### THE PROBLEM
Write out all of the items below again, swapping "object detector" for "box annotator" wherever it occurs and leaving everything else unchanged.

(Excerpts of bounding box data)
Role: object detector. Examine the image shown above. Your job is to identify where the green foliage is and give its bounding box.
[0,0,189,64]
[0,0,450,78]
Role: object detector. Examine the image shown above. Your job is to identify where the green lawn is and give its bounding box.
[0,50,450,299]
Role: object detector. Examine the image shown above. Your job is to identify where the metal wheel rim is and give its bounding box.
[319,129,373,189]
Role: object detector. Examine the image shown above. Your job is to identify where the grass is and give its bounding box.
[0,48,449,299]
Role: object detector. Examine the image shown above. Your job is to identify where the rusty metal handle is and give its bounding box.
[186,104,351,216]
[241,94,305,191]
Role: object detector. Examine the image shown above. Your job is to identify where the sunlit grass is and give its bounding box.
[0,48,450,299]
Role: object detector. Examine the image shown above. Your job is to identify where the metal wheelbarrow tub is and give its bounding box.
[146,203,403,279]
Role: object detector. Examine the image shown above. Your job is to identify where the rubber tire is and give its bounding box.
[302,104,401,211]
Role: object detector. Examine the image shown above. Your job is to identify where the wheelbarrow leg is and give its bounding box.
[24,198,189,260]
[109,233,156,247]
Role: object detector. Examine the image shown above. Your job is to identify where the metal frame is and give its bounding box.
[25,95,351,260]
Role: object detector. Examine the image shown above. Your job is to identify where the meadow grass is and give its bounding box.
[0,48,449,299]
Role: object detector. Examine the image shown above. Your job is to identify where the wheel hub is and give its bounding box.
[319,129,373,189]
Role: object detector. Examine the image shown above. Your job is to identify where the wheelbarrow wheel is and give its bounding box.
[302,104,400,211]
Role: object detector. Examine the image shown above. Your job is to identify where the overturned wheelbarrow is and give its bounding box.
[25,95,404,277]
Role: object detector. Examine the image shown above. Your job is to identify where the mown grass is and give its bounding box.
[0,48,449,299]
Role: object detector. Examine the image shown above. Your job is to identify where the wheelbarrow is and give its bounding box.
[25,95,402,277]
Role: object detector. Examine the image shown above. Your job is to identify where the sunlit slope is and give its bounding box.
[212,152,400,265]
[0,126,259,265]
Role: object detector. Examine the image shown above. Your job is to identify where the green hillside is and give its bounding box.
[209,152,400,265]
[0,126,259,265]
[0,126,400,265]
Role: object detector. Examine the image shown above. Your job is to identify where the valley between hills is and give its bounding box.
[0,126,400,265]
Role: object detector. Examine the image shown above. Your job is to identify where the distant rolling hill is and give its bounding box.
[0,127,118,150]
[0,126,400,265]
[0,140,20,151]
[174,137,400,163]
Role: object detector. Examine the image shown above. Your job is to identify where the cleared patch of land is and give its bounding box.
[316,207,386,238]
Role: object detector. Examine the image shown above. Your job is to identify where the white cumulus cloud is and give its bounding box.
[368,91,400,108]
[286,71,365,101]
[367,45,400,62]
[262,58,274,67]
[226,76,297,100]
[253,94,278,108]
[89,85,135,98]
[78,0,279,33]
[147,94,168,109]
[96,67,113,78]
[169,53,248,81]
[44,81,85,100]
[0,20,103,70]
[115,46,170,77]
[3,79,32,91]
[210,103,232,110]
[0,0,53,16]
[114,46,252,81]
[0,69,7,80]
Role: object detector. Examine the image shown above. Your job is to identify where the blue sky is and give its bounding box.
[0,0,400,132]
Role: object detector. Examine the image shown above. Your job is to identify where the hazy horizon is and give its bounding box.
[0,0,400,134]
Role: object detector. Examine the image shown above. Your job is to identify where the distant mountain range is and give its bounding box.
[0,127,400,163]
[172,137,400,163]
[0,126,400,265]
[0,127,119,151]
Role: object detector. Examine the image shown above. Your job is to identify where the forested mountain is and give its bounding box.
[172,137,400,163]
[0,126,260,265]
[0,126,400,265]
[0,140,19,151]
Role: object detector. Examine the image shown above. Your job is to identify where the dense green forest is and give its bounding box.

### RESULT
Role: box annotator. Examine the image shown above. Your job is to identify where the green foliage is and give its bounding box.
[0,0,189,64]
[0,0,450,78]
Role: box annotator. Examine the image shown above. Your job is to identify where the green lawn is and give its bounding box.
[0,50,450,299]
Role: box annotator. Examine the image shown above. Your job is to identify where the metal wheel rim is and give its bounding box.
[319,129,373,189]
Role: box annotator. Examine the image shown above. Your job is to identify where the grass is and give its bounding box.
[0,48,449,299]
Role: box annotator. Examine the image shown above. Your job is to identify where the rusty metal handle is and give its bounding box.
[186,104,351,216]
[241,94,305,191]
Role: box annotator. Examine the image shown above. Your job is to identify where the sunlit grass is and give its bounding box.
[0,48,450,299]
Role: box annotator. Examine the image shown above. Your job is to identify where the metal wheelbarrow tub is and give its bounding box.
[146,203,403,279]
Role: box annotator. Examine the image shown above. Your job is to identify where the rubber tire is and give its bounding box.
[302,104,401,211]
Role: box annotator. Examine the image shown above. Your job is to identify where the wheelbarrow leg is and give its bounding box.
[24,198,189,260]
[109,233,156,247]
Role: box annotator. Examine the image shown above. Your job is to identify where the metal frame is and give its bounding box.
[25,95,351,260]
Role: box annotator. Examine the image shown above. Your job is to identify where the meadow grass is and give its bounding box.
[0,48,449,299]
Role: box annotator. Examine the image shown above. Your job is to identify where the wheel hub is and give its bounding box.
[319,129,373,189]
Role: box annotator. Examine the image shown above. Your job is to identify where the wheelbarrow wheel is and give its bounding box.
[302,104,400,211]
Role: box annotator. Examine the image shown above. Your job is to identify where the overturned wheelbarrow is and give its bounding box.
[25,95,404,277]
Role: box annotator. Examine the image shown above. Your job is to identify where the mown grass is and give its bounding box.
[0,48,449,299]
Role: box annotator. Examine the image shown above. Your job is to identify where the wheelbarrow is and give its bounding box.
[25,95,402,277]
Role: box annotator. Examine the image shown above. Your job is to identify where the sunlit slope is and give its bounding box.
[212,152,400,265]
[0,126,259,265]
Role: box annotator. Examine the image shown above. Your job is to identify where the green hillside is and give its bounding box.
[209,152,400,265]
[0,126,259,265]
[0,126,400,265]
Role: box annotator. Examine the image shown above. Your job is to identify where the valley between hills is and give its bounding box.
[0,126,400,265]
Role: box annotator. Examine the image shown above. Your job is to identify where the distant rolling hill is and give its bounding box.
[0,127,118,150]
[0,126,400,265]
[0,140,20,151]
[174,137,400,163]
Role: box annotator. Examine the image shown above. Your job is to identify where the cleared patch of land is and give its bounding box.
[316,207,386,238]
Role: box annotator. Examine the image shown above. Your job is to identify where the white cumulus cloud is and give its bounding box.
[368,91,400,108]
[286,71,365,101]
[367,45,400,62]
[262,58,274,67]
[226,76,297,100]
[253,94,278,108]
[89,85,135,98]
[78,0,279,33]
[147,94,168,109]
[96,67,113,78]
[169,53,248,81]
[44,81,85,100]
[0,20,103,70]
[115,46,170,77]
[3,79,32,91]
[210,103,232,110]
[0,0,53,16]
[114,46,252,81]
[0,69,7,80]
Role: box annotator. Examine the image shown above. Your job is to identify where the blue sky is and give its bounding box.
[0,0,400,132]
Role: box annotator. Examine the image shown above. Your job is to identify where the hazy horizon is and give its bounding box.
[0,0,400,134]
Role: box annotator. Examine the image shown above. Your job is to identify where the distant mountain range is and give its bounding box.
[0,127,400,163]
[172,137,400,163]
[0,126,400,265]
[0,127,119,151]
Role: box annotator. Examine the image shown above. Your job is to identify where the forested mountain is and give its bounding box.
[172,137,400,163]
[0,126,260,265]
[0,126,400,265]
[0,140,19,151]
Role: box annotator. Examine the image shown above. Your job is to identify where the dense green forest is and give its bounding box.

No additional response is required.